Consigne A: Recopiez fidèlement chacune des lignes des enregistrements qui suivent le texte, en omettant les images.

Texte cité:
Dans le cadre du cahier spécial consacré au droit publié par le quotidien Le Temps en juin 2018, Maître Andrio Orler et Maître Daniel Kinzer, associés au sein de l'étude CMS von Erlach Poncet à Genève, commentent l'évolution du droit pénal fiscal et la nécessaire collaboration entre experts fiscalistes et pénalistes.

TEXTE: ANNE WICK

Procédures pénales fiscales: fiscalistes et pénalistes mettent en commun leurs expertises

Dans un contexte d’augmentation du nombre de procédures fiscales, le droit pénal fiscal prend de plus en plus d’importance dans la pratique des fiscalistes. Pour répondre à cette évolution, une nouvelle organisation s’impose au sein des études d’avocats, avec une collaboration étroite entre experts fiscalistes et pénalistes. Maître Andrio Orler et Maître Daniel Kinzer, associés au sein du cabinet CMS à Genève, nous en parlent.

Dans quelle mesure, et depuis quand constatez-vous une augmentation du nombre des procédures pénales fiscales au sein de votre étude?

Consigne B:
Répondez aux questions suivantes à partir de l'article sur les procédures pénales fiscales.
(i) En quel mois et en quelle année le cahier spécial consacré au droit a-t-il été publié ?
(ii) Quel nom figure après la mention « TEXTE: » ?
(iii) Quelle collaboration s'impose au sein des études d'avocats ?

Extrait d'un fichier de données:
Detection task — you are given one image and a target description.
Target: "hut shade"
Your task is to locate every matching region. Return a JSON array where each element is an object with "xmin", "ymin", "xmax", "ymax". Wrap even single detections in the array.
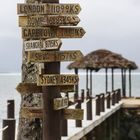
[{"xmin": 68, "ymin": 49, "xmax": 137, "ymax": 71}]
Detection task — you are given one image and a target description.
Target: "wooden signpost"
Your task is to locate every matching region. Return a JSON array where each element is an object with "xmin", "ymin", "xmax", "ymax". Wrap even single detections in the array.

Résultat attendu A:
Detection task — you are given one image and a target description.
Target: "hut shade"
Your task is to locate every matching region. Return a JSON array where each element is an object with "xmin", "ymin", "xmax", "ymax". Wrap even single detections in the array.
[{"xmin": 68, "ymin": 49, "xmax": 137, "ymax": 71}]
Detection task — you are given one image and a target description.
Target: "wooden signpost"
Your task is to locate every matching region. Return a JSON array where each element is an object with "xmin", "ymin", "xmax", "ymax". Wrap even single detections in the array.

Résultat attendu B:
(i) En juin 2018.
(ii) Anne Wick.
(iii) Une collaboration étroite entre experts fiscalistes et pénalistes.